§ Mr. Robert BanksTo ask the Secretary of State for Defence if he will make a statement on the creation of the Defence Secondary Care Agency. [27628]
§ Mr. SoamesThe Defence Secondary Care Agency will form on 30 April 1996 when secondary medical care currently provided on a single-service basis will be included within a joint service agency under the control 513W of a chief executive. Until a decision is taken on its final location, the headquarters of the DSCA will be based in London. The DSCA will include:
- (a) The Royal hospital Haslar at Gosport;
- (b) The Duchess of Kent's hospital at Catterick;
- (c) Three Ministry of Defence hospital units within the NHS trust hospitals at Derriford, Plymouth, Frimley Park, Camberley, and Peterborough;
- (d) The Princess Mary's hospital at Akrotiri, Cyprus;
- (e) The defence service medical rehabilitation unit at RAF Headley Court in Surrey.
In addition, DSCA personnel will be stationed in smaller facilities at other locations, both at home and overseas.
Each service will continue to recruit to its own medical branch and will be responsible for issuing appointments and posting orders for personnel of their particular service into, within and out of the agency after agreement with the chief executive and for an agreed duration. It is expected that uniformed secondary care personnel will spend the major part of their career working within the agency.
The aim of the agency is to make available to commanders in chief appropriate medically trained secondary care service personnel, when required for training, exercises and deployments. In support of this aim the agency will deliver timely and effective treatments consistent with expected outcomes by providing the best possible medical care to all agency patients.
514WThe chief executive, Mr. R. G. Smith, will be afforded greater responsibility and flexibility to build upon the professional ability and reputation for excellence of secondary care personnel from all three service medical branches. This will ensure that the MOD retains the capacity to deploy trained secondary care staff on military operations, to provide the best possible medical care to all agency patients, and at the same time maximise value for money in the delivery of secondary care for service personnel in order to maintain their operational readiness during peacetime.
The chief executive has been set the following key targets for the first year of the operation:
- (1) From within available personnel resources, to meet the services' requirements for secondary care skill mix in support of operations.
- (2) To maintain the most appropriate clinical environment for all staff to ensure professional recognition and accreditation by statutory bodies in the light of their continually improving standards.
- (3) To meet all milestones for phase 1 of project ICE—improving clinical excellence.
- (4) To assess the agency against investors in people criteria, within year one and produce an action plan for full accreditation.
- (5) To develop average prices for finished consultant episodes for each specialty, and at each site.
- (6) To meet an efficiency target of 4 per cent. for financial year 1996–97.
I have arranged for copies of the agency's framework document to be placed in the Library of the House.

__Problem description__. Return everything from "- (3) To meet" down to "financial year 1996–97." in the answer above on the Defence Secondary Care Agency, copied word for word.

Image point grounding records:

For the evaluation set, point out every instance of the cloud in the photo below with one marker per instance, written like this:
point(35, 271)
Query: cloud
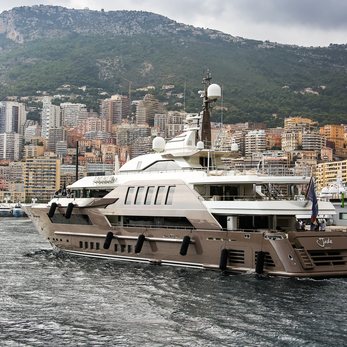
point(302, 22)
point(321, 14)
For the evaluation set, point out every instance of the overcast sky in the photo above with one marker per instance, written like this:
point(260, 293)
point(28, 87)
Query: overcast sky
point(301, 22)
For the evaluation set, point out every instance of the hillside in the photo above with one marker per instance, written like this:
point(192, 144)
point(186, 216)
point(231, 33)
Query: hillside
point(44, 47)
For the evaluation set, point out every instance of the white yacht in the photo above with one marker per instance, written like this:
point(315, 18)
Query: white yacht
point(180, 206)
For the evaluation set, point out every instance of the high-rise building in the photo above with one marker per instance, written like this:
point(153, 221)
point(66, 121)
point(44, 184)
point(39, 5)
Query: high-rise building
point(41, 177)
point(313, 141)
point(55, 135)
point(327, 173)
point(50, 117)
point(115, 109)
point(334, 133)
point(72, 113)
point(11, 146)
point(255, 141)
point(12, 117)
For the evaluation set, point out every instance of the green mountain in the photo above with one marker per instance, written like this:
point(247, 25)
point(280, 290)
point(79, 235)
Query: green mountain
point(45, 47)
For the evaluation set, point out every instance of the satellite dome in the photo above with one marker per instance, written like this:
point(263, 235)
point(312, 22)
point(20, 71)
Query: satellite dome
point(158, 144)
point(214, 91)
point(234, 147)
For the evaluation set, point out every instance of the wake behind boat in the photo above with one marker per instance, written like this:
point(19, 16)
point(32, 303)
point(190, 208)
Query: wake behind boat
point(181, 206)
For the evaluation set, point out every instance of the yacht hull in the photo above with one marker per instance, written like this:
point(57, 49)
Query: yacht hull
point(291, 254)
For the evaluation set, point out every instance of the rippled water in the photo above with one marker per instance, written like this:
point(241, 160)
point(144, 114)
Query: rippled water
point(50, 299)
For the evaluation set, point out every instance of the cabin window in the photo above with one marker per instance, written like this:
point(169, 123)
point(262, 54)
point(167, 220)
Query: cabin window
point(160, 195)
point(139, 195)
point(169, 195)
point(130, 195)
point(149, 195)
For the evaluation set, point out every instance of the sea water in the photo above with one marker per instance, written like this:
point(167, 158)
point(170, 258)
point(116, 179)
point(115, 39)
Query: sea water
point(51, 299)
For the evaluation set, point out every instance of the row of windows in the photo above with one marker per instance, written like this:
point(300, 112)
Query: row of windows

__Result__.
- (3) To meet all milestones for phase 1 of project ICE—improving clinical excellence.
- (4) To assess the agency against investors in people criteria, within year one and produce an action plan for full accreditation.
- (5) To develop average prices for finished consultant episodes for each specialty, and at each site.
- (6) To meet an efficiency target of 4 per cent. for financial year 1996–97.